>> begin The data
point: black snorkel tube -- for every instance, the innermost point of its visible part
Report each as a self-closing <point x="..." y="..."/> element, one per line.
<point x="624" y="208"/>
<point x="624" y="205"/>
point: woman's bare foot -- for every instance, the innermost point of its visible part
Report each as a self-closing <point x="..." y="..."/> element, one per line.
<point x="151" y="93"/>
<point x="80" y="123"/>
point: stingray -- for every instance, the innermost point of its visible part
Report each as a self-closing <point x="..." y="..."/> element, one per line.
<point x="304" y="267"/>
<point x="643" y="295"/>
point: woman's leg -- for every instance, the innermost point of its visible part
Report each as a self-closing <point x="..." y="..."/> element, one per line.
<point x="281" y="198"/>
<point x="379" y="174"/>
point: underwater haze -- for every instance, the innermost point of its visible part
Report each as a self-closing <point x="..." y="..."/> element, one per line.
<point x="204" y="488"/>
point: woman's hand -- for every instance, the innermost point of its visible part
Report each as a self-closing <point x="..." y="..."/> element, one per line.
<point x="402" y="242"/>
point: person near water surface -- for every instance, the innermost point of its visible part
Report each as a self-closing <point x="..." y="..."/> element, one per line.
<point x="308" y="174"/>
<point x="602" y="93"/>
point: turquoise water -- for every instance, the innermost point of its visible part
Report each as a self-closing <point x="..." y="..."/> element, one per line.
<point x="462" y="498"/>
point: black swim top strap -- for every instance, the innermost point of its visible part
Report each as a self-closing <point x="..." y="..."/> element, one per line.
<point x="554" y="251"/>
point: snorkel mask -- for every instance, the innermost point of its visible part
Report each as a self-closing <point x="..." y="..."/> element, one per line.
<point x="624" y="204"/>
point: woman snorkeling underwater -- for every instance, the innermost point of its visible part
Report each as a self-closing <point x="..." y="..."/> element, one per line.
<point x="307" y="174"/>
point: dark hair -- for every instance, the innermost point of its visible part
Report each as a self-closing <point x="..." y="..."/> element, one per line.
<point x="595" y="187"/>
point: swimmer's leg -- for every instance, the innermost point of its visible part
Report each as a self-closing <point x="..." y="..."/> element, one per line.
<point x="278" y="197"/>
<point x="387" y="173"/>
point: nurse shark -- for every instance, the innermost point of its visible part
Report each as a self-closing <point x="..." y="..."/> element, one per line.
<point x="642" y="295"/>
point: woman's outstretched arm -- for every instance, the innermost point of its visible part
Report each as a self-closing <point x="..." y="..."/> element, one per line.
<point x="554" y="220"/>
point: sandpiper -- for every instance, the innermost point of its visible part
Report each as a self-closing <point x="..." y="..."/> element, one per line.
>> end The data
Rewrite all of the rows above with "innermost" changed to "most central" and nothing else altered.

*Right answer*.
point: black snorkel tube -- for every instance, the most central point of its visible part
Report each as a self-closing <point x="..." y="..."/> element, one per line.
<point x="624" y="208"/>
<point x="624" y="205"/>
point: woman's bare foot -- for every instance, the most central point of its visible part
Report each as a self-closing <point x="..." y="..."/> element, one per line.
<point x="151" y="93"/>
<point x="80" y="123"/>
point: stingray -- for every instance, the most central point of its visible part
Report each as a self-closing <point x="..." y="..."/> element, one per line.
<point x="304" y="267"/>
<point x="643" y="295"/>
point: woman's leg -- for every instance, the most central point of its visible part
Report each as a self-closing <point x="..." y="..."/> element, one per line.
<point x="281" y="198"/>
<point x="379" y="174"/>
point: underwater haze -- for every instance, the most central point of its visible part
Report each as a self-closing <point x="..." y="..."/> element, one per line.
<point x="204" y="488"/>
point: woman's hand -- for every instance, the most central point of its visible part
Report each as a self-closing <point x="..." y="..."/> element, one per line.
<point x="402" y="242"/>
point: person near water surface -- for every instance, the most central point of its visible part
Report each as a self-closing <point x="..." y="..."/> element, one per line.
<point x="308" y="174"/>
<point x="602" y="93"/>
point: turquoise water -- for every instance, the most central point of its visible part
Report each as a self-closing <point x="..." y="..."/> element, one per line.
<point x="462" y="498"/>
point: black swim top strap -- for every instance, the most central point of its visible part
Report each as a self-closing <point x="..." y="..."/> element, one per line.
<point x="554" y="251"/>
point: snorkel mask -- for every instance, the most central point of its visible part
Report each as a self-closing <point x="..." y="..."/> element, one per line.
<point x="624" y="204"/>
point: woman snorkeling underwater -- for every instance, the most central point of its visible part
Report each as a self-closing <point x="..." y="..."/> element, one per line.
<point x="307" y="174"/>
point: dark hair -- for every instance, the most central point of its visible part
Report each as a self-closing <point x="..." y="..."/> element, one per line.
<point x="595" y="187"/>
point: swimmer's leg -- for every instance, the most central point of its visible part
Report each as a self-closing <point x="..." y="..."/> element, one per line.
<point x="278" y="197"/>
<point x="387" y="173"/>
point: nurse shark -- for every instance, the most central point of its visible part
Report each as a self-closing <point x="..." y="..."/> element, one per line.
<point x="642" y="295"/>
point: woman's outstretched arm -- for every instance, the most central point of its visible part
Report each as a self-closing <point x="..." y="..."/> element, one per line.
<point x="554" y="220"/>
point: sandpiper -- for every instance, the most central point of its visible part
Report each as a self-closing <point x="..." y="..."/> element, one per line.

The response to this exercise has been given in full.